British-Canadian actress and singer (1912–1997)

Rosina May Lawrence (December 30, 1912 – June 23, 1997) was a British-Canadian actress and singer. She had a short but memorable career in the 1920s and 1930s in Hollywood before she married in 1939 and retired from entertainment. She is best known as the schoolteacher in the Our Gang comedies of 1936–37, and as the ingenue in the Laurel and Hardy feature Way Out West.

== Early years ==
Lawrence's family moved to Boston in 1922, then moved to California. In 1925, a fall on a school playground in Los Angeles resulted in paralysis on her left side. Dancing (suggested by a doctor as therapy for her weakened left leg and side) led to professional engagements.

Lawrence was one of the first women to swim Lake Tahoe in Nevada.

==Career==
Lawrence's dancing led to work in films when she became Sally Eilers' double for a tap dance in Dance Team. Thereafter, she worked as a stand-in for Eilers in other films and gained dancing roles as well.

Lawrence made her film debut in the 1924 film A Lady of Quality. She received a contract from Twentieth Century-Fox in 1935, her first Fox effort being $10 Raise, an Edward Everett Horton comedy. Her work at Fox was undistinguished, her best-known role there being the ingenue in Charlie Chan's Secret.

[Extracted data entries]
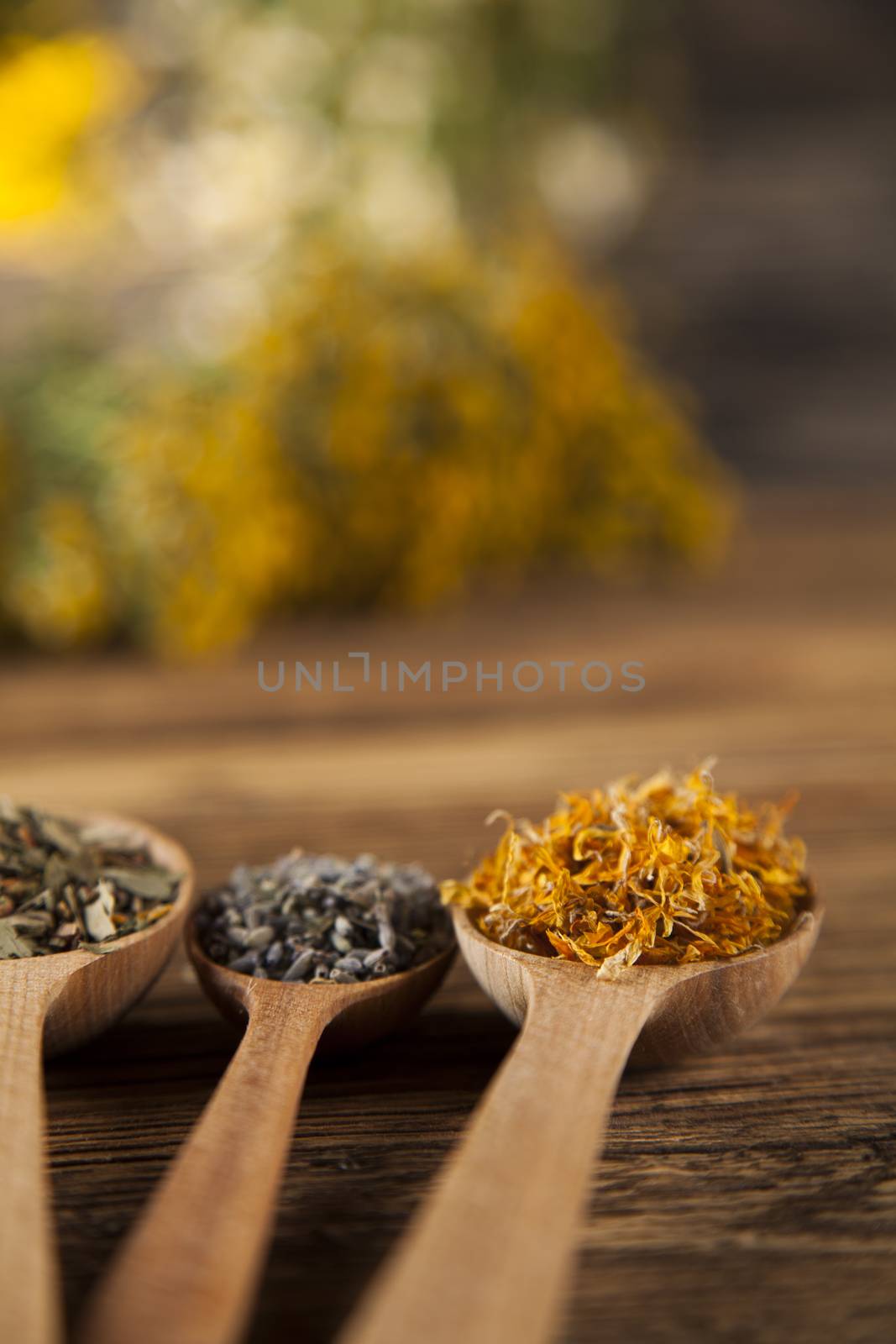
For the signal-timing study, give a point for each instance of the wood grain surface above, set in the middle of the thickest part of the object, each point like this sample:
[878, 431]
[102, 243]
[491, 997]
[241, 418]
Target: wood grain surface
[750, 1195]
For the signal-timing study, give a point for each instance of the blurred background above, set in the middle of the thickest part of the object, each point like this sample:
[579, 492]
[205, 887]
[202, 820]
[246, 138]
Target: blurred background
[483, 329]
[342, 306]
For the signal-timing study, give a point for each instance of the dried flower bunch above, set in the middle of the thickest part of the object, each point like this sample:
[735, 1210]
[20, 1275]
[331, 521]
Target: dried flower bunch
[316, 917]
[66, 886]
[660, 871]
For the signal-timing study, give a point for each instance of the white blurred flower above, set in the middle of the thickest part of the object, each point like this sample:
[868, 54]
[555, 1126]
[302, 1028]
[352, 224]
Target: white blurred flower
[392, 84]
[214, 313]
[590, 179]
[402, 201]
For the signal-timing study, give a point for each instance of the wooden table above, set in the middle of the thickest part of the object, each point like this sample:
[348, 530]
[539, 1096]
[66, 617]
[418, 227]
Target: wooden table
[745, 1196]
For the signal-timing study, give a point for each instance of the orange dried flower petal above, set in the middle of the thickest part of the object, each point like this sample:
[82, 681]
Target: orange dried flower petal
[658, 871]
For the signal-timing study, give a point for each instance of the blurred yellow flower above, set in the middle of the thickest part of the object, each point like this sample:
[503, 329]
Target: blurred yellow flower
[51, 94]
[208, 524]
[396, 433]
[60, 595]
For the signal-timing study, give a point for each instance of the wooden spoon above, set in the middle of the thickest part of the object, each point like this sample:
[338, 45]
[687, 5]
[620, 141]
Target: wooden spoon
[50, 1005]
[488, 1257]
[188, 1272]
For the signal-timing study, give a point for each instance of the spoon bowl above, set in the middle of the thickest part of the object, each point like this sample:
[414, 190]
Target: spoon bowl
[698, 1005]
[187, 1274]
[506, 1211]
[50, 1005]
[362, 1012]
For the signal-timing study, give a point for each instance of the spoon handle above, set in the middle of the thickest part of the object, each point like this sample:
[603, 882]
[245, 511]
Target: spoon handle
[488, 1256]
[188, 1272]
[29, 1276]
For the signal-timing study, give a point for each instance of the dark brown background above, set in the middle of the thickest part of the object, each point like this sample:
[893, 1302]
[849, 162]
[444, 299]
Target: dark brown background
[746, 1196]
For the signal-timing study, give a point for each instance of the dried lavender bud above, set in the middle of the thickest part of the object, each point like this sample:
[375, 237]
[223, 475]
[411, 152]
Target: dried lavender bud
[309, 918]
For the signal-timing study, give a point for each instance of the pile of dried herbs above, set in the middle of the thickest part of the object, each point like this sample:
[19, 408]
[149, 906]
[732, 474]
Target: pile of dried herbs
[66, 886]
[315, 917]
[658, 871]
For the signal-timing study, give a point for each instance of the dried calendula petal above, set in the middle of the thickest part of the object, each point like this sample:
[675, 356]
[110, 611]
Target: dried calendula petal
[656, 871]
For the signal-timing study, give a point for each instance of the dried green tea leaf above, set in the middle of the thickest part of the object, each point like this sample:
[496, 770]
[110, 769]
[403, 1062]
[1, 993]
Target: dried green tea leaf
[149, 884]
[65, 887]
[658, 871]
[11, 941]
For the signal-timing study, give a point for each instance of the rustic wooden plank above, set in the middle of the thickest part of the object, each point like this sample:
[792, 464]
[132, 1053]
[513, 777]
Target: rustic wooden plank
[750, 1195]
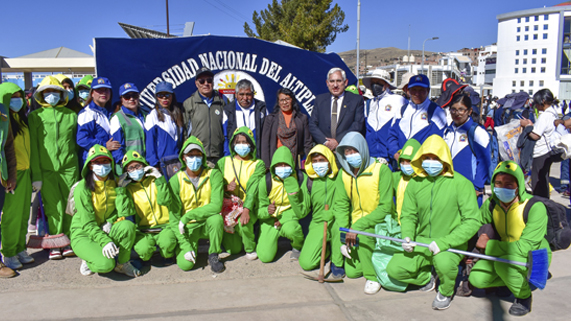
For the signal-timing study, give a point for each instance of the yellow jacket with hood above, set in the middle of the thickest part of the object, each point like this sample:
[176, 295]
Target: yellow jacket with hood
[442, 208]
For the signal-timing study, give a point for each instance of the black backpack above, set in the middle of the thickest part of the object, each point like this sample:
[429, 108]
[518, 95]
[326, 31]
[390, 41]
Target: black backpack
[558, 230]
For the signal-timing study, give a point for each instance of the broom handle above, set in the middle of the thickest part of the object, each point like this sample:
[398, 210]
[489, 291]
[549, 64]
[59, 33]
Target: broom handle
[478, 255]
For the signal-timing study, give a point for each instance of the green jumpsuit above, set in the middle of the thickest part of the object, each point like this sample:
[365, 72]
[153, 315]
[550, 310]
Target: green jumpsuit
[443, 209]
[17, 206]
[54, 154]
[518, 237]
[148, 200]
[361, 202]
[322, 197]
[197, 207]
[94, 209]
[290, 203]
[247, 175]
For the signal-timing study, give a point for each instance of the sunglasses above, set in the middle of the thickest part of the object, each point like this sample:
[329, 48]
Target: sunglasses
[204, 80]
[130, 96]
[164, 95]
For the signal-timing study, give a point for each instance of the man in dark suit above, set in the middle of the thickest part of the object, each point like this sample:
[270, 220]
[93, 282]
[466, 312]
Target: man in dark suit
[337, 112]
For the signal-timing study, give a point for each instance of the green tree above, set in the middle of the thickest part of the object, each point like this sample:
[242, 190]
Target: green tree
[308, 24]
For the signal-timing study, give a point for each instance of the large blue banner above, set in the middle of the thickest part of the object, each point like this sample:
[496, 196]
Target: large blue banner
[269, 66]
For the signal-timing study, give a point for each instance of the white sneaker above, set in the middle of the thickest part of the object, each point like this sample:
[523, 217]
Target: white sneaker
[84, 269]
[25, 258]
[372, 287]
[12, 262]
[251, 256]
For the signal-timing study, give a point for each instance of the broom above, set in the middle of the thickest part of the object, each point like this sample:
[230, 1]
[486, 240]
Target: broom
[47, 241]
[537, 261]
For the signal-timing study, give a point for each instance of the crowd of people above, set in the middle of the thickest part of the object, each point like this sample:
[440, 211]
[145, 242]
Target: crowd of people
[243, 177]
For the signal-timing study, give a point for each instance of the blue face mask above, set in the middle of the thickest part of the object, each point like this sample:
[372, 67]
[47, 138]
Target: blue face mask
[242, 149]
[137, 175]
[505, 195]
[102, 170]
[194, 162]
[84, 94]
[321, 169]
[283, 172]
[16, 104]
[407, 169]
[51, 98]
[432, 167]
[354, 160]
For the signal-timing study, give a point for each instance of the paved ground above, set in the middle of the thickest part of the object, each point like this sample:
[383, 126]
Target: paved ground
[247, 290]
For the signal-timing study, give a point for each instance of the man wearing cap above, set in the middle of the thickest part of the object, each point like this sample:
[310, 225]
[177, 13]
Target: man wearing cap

...

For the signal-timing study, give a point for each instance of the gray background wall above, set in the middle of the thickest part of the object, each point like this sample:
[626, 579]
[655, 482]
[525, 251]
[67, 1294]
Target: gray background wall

* * *

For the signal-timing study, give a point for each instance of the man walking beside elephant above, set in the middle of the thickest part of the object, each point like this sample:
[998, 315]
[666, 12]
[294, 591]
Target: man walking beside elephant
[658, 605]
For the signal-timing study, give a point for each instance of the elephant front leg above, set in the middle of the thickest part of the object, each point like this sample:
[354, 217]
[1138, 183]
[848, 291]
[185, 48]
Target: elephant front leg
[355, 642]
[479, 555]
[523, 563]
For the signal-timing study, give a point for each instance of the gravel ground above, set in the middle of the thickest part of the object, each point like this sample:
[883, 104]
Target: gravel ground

Work to complete: From the article on Rosina May Lawrence, quote the part that begins with the words containing "Lawrence was one" and ends with "Charlie Chan's Secret.". You can set the records aside, since none of them is needed.

Solved problem:
Lawrence was one of the first women to swim Lake Tahoe in Nevada.

==Career==
Lawrence's dancing led to work in films when she became Sally Eilers' double for a tap dance in Dance Team. Thereafter, she worked as a stand-in for Eilers in other films and gained dancing roles as well.

Lawrence made her film debut in the 1924 film A Lady of Quality. She received a contract from Twentieth Century-Fox in 1935, her first Fox effort being $10 Raise, an Edward Everett Horton comedy. Her work at Fox was undistinguished, her best-known role there being the ingenue in Charlie Chan's Secret.